Revise the items below by changing "fried egg" to "poached egg" and leaving everything else unchanged. Omit the pictures from your answer.

[start of DATA IN THIS EXERCISE]

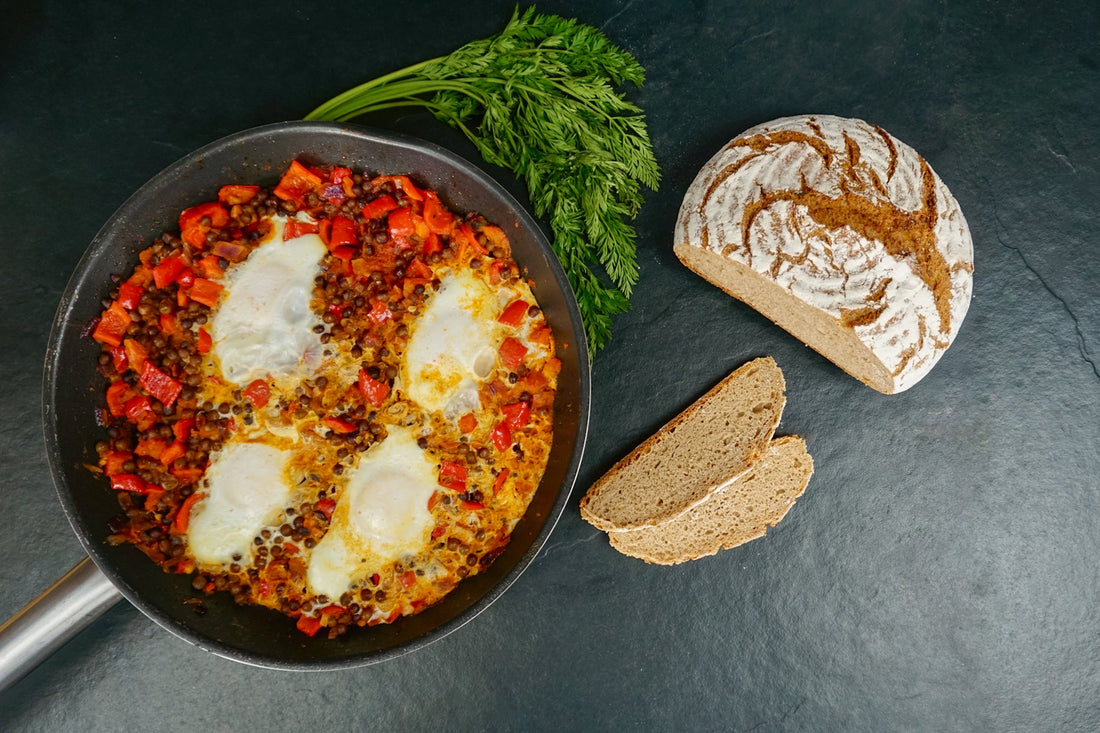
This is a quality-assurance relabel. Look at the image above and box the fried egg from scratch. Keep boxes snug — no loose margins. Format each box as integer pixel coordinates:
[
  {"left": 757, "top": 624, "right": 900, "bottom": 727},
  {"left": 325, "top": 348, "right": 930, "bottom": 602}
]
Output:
[
  {"left": 187, "top": 442, "right": 292, "bottom": 566},
  {"left": 403, "top": 271, "right": 506, "bottom": 417},
  {"left": 307, "top": 426, "right": 438, "bottom": 599},
  {"left": 211, "top": 217, "right": 326, "bottom": 385}
]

[end of DATA IN THIS EXERCISE]

**EXERCISE RESULT**
This is a quality-assurance relabel. Look at the image above and box the poached egg from scratch. Keep boxes snug — no loose margins. Format each box as integer pixel coordinates:
[
  {"left": 757, "top": 624, "right": 900, "bottom": 727},
  {"left": 325, "top": 348, "right": 930, "bottom": 602}
]
Output:
[
  {"left": 187, "top": 442, "right": 292, "bottom": 566},
  {"left": 403, "top": 271, "right": 506, "bottom": 417},
  {"left": 307, "top": 426, "right": 438, "bottom": 599},
  {"left": 211, "top": 217, "right": 326, "bottom": 385}
]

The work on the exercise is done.